── Text section

On 21 March 2014 at 9:20 am Derek Keith said:
So the FMA will investigate further when they find that no one has complained in the last 12 months? So do we avoid this by just making up a complaint to keep them happy. Extraordinary situation to be investigated because your clients have nothing to complain about.
On 21 March 2014 at 4:39 pm 6ftndr said:
and this comes as a surprise......this is what you get when over half of them were just given AFA status!
On 23 March 2014 at 6:14 pm Brent sheather said:
Common sense tells you that the more elaborate an advisers complaints procedures are the more wary potential clients should be.
On 25 March 2014 at 9:56 am Dirty Harry said:
The nature of this business is to go against the grain - the common wisdom. We say 'buy' when the herd is selling. We talk about death and cancer with healthy people. If you truly have gone a whole year without an entry in your register, then you should be worried because there will be people out there who have concerns, and if they are not talking to you they are talking to somebody!

────

- **List of tasks**
a) Set down the passage of the comment thread on adviser complaint registers from "On 21 March 2014 at 9:20" up to and including "given AFA status!".
b) Resume the comment thread on adviser complaint registers with a further comment that follows the last one shown.

── Provided material

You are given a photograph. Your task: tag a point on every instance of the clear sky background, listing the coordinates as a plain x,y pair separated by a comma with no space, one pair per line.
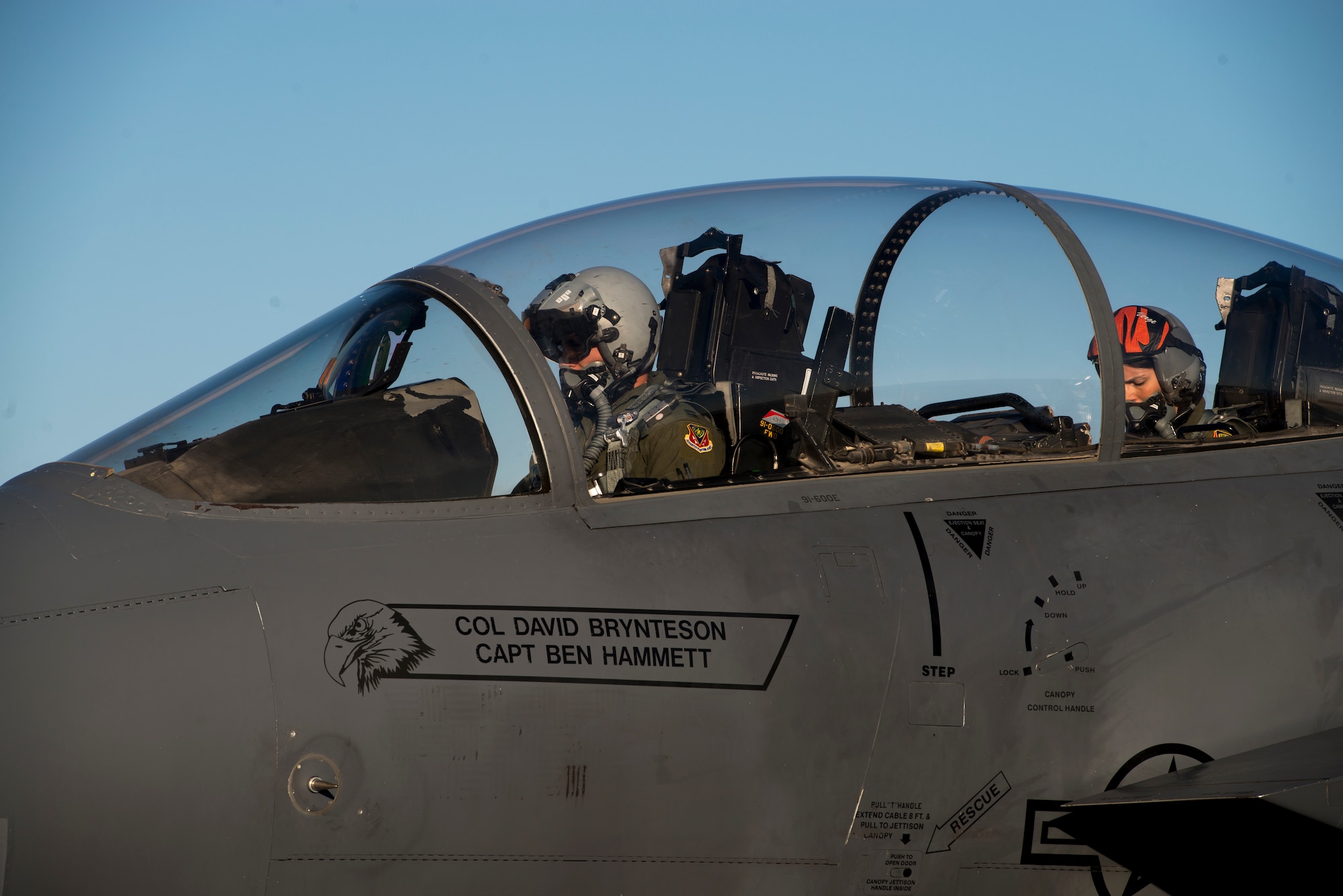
183,183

────

- **Responses**
a)
On 21 March 2014 at 9:20 am Derek Keith said:
So the FMA will investigate further when they find that no one has complained in the last 12 months? So do we avoid this by just making up a complaint to keep them happy. Extraordinary situation to be investigated because your clients have nothing to complain about.
On 21 March 2014 at 4:39 pm 6ftndr said:
and this comes as a surprise......this is what you get when over half of them were just given AFA status!

b)
Winston Churchill said "Success consists of going from failure to failure without loss of enthusiasm."

So, according to Churchill, if you are a busy and successful adviser, you will make mistakes, maybe annoy people from time to time. According to the FMA you should keep track of that. So no, Derek, you don't need to make stuff up, just pay attention to, and record, your client feedback. Solicit it even. Don’t wait for a letter of complaint or something on a lawyer's letterhead. Be proactive. Identify and resolve concerns (you probably already are, but just need to re-define what you think should go into the register) and record what happened.

One more quote: "If you're not making mistakes, then you're not doing anything. I'm positive that a doer makes mistakes.” - John Wooden.